#### PASSAGE CITÉ:
--------
La solitude des enfants sages de Martine
Duquesne aux éditions La Cheminante
Lachassagne
2010. Angélique est venue prêter main forte à sa mère qui n’arrive plus à rien
avec son mari. Elle se retrouve au
milieu d’un couple en plein déchirement,
mais elle en a l’habitude. Pourtant, cette fois, Angélique voit son père
quitter la maison et disparaître. Avec
une arme. Cette fois, c’est sérieux. Les gendarmes sont appelés. Durant ces heures d’attente, Angélique se
souvient de son enfance en Algérie.
Sebdou
1961. La famille d’Angélique vit dans un petit village algérien. Ses parents sont en
charge de l’école. Son père en est le directeur. Ils enseignent le français à
des enfants algériens. Ce qu’on appelle encore les « événements » les
ont poussé à quitter la ville, à la recherche d’un peu plus de sécurité.
--------
[Entrées enregistrées]

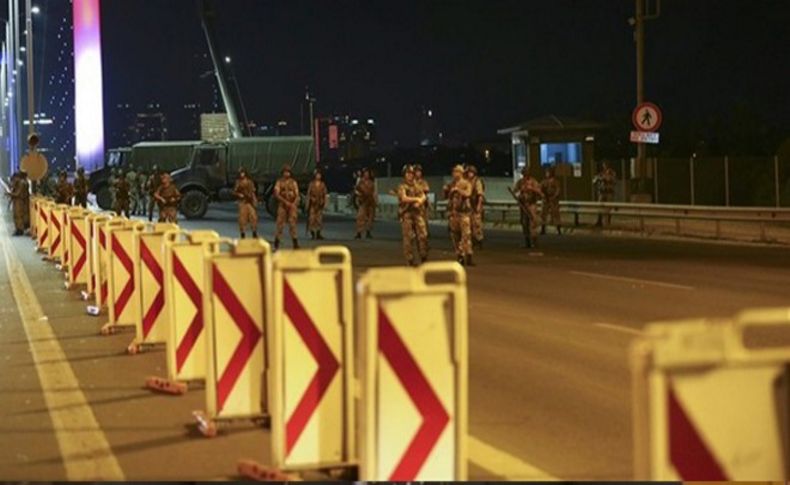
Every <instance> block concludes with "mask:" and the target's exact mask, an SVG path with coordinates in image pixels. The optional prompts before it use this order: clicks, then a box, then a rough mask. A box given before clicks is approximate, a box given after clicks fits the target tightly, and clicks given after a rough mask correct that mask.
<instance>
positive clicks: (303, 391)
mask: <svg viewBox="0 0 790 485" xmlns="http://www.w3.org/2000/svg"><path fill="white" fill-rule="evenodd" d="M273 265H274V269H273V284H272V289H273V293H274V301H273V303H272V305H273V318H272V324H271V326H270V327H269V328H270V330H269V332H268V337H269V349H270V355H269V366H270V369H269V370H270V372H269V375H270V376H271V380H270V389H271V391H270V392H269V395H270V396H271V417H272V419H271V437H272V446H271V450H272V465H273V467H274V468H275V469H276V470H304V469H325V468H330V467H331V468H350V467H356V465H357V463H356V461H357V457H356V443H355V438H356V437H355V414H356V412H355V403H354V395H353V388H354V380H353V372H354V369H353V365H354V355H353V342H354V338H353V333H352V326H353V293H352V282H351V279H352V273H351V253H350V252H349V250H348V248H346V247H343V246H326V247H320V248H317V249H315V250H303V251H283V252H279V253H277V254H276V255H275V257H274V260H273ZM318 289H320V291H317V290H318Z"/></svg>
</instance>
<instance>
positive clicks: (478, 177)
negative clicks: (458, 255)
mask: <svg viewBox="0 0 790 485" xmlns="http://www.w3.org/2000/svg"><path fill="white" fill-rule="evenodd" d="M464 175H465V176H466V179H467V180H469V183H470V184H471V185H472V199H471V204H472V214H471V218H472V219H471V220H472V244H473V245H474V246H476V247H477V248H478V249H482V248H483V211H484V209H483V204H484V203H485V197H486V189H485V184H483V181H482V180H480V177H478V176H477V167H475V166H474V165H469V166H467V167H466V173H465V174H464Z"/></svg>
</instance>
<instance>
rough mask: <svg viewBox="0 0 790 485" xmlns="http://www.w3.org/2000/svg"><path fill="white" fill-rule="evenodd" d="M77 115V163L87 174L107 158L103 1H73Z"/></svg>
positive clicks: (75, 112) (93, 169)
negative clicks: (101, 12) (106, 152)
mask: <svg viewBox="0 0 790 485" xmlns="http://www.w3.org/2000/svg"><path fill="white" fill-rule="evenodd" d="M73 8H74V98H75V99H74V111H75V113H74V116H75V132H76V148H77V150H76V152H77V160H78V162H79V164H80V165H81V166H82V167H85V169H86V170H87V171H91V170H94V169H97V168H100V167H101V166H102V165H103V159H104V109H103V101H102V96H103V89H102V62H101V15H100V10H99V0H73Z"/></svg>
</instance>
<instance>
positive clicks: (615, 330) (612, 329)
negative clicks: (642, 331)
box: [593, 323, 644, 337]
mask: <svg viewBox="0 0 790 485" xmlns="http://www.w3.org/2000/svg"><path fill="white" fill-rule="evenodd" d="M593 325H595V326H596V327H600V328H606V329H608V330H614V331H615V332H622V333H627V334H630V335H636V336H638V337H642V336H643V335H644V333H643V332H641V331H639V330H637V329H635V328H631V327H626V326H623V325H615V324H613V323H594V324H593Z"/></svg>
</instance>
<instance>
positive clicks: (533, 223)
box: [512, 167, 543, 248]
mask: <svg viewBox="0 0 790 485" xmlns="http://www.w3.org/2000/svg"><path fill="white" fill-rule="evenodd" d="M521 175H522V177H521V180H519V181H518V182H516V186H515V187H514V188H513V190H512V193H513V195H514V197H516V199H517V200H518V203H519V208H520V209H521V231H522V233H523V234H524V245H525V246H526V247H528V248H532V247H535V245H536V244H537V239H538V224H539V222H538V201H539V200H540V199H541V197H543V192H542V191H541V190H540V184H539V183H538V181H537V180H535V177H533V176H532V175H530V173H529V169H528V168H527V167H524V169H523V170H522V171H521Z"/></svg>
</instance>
--------
#### OBJET DE LA TÂCHE:
Répondez à ces questions à l'aide du passage cité :
1. Qui est appelé après le départ du père d'Angélique ?
2. Quelle fonction le père d'Angélique occupe-t-il à l'école ?
3. Quelle langue les parents d'Angélique enseignent-ils aux enfants algériens ?

#### RÉPONSE ATTENDUE:
1. Les gendarmes.
2. Il en est le directeur.
3. Le français.